SOAL LATIHAN: Tuliskan lanjutan artikel berita tentang musim dingin ekstrem di Mongolia, dimulai sesudah kalimat terakhir yang ditampilkan.

TEKS SUMBER:
· · · · · · ·

Cuaca Ekstrem Mongolia , Puluhan Ribu Orang Terancam Kelaparan

Mongolia alami musim dingin terberat dalam setengah abad terakhir, dengan cuaca ekstrem yang menewaskan lebih dari 4,7 juta hewan dan mengancam mata pencaharian dan persediaan makanan bagi ribuan orang.

oleh Divina Aulia Rachmani diperbarui 25 Mar 2024, 10:15 WIB
Diterbitkan 25 Mar 2024, 10:15 WIB
Musim dingin kali ini lebih parah dari biasanya di Mongolia, dengan suhu lebih rendah dari biasanya dan hujan salju yang sangat lebat. (Foto: AFP/Byambasuren Byamba-ochir)
Musim dingin kali ini lebih parah dari biasanya di Mongolia, dengan suhu lebih rendah dari biasanya dan hujan salju yang sangat lebat. (Foto: AFP/Byambasuren Byamba-ochir)

Liputan6.com, Jakarta - Mongolia mengalami musim dingin terberat dalam setengah abad terakhir. Cuaca ekstrem ini menewaskan lebih dari 4,7 juta hewan dan mengancam mata pencaharian dan persediaan makanan bagi ribuan orang.

· · · · · · ·

DATA YANG DIBERIKAN:
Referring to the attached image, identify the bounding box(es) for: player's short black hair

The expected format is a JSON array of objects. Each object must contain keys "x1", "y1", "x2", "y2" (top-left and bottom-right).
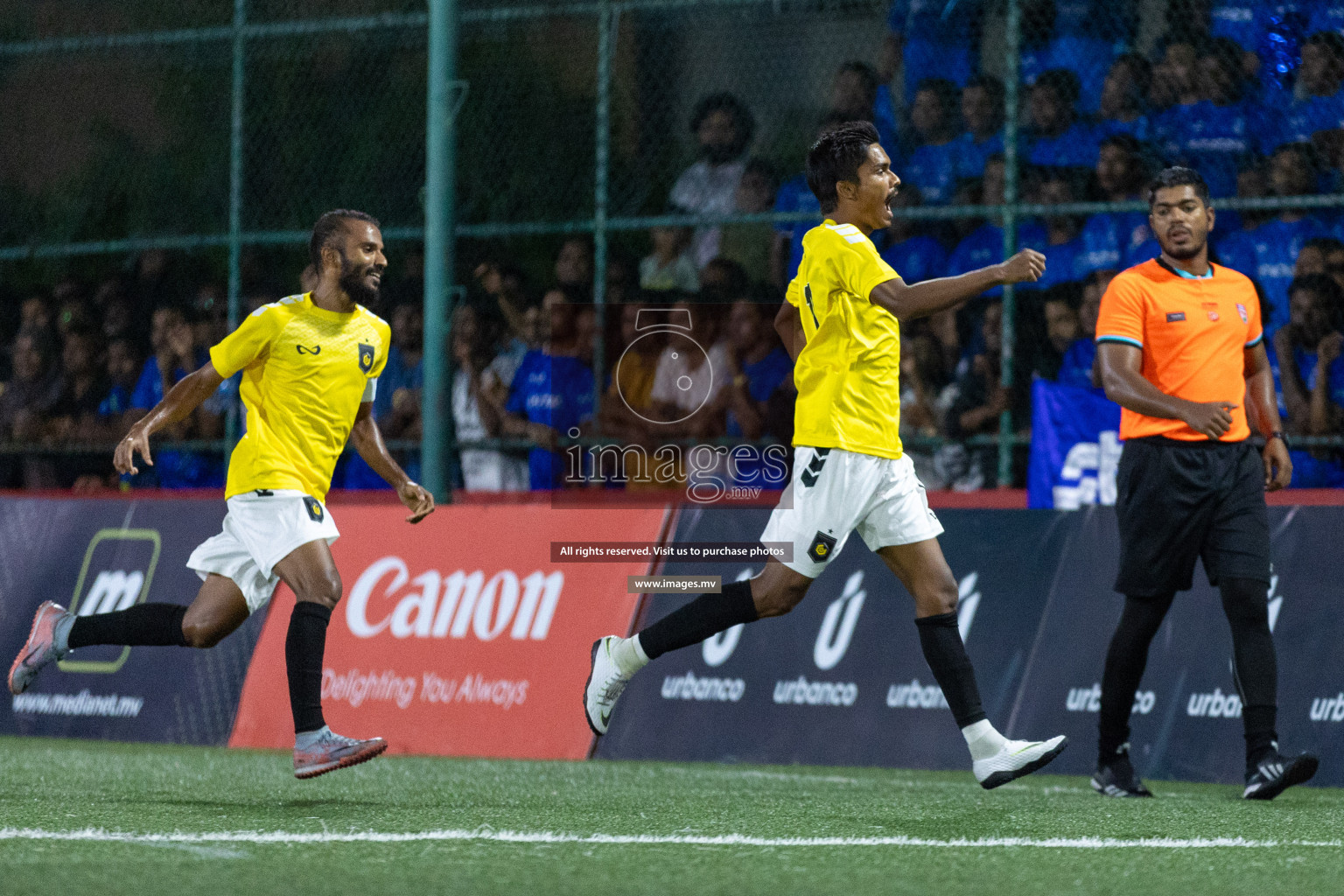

· · · · · · ·

JAWABAN:
Keadaan yang ekstrem di Mongolia ini, yang dikenal sebagai kondisi dzud, ditandai dengan turunnya suhu hingga membuat salju tebal serta es yang menyelimuti wilayah penggembalaan. Dampaknya hewan ternak sulit untuk mengakses makanan.

Mongolia memiliki sekitar 300.000 penggembala nomaden tradisional yang mengandalkan sapi, kambing, dan kuda mereka untuk mendapatkan makanan dan dijual di pasar.

Direktur Regional IFRC untuk Asia Pasifik, Alexander Matheou menjelaskan Beberapa dari mereka sekarang tidak lagi mampu memberi makan diri mereka sendiri.

 

"Bagi mereka yang sangat bergantung pada ternak mereka untuk bertahan hidup, mereka menjadi miskin hanya dalam beberapa bulan,"  Ucapnya, melansir CNN ditulis Seni (25/03/2024).

 

IFRC melaporkan bahwa sejak bulan November, setidaknya 2.250 keluarga penggembala telah kehilangan lebih dari 70% ternak mereka. Menurut laporan tersebut, lebih dari 7.000 keluarga tidak memiliki makanan yang cukup.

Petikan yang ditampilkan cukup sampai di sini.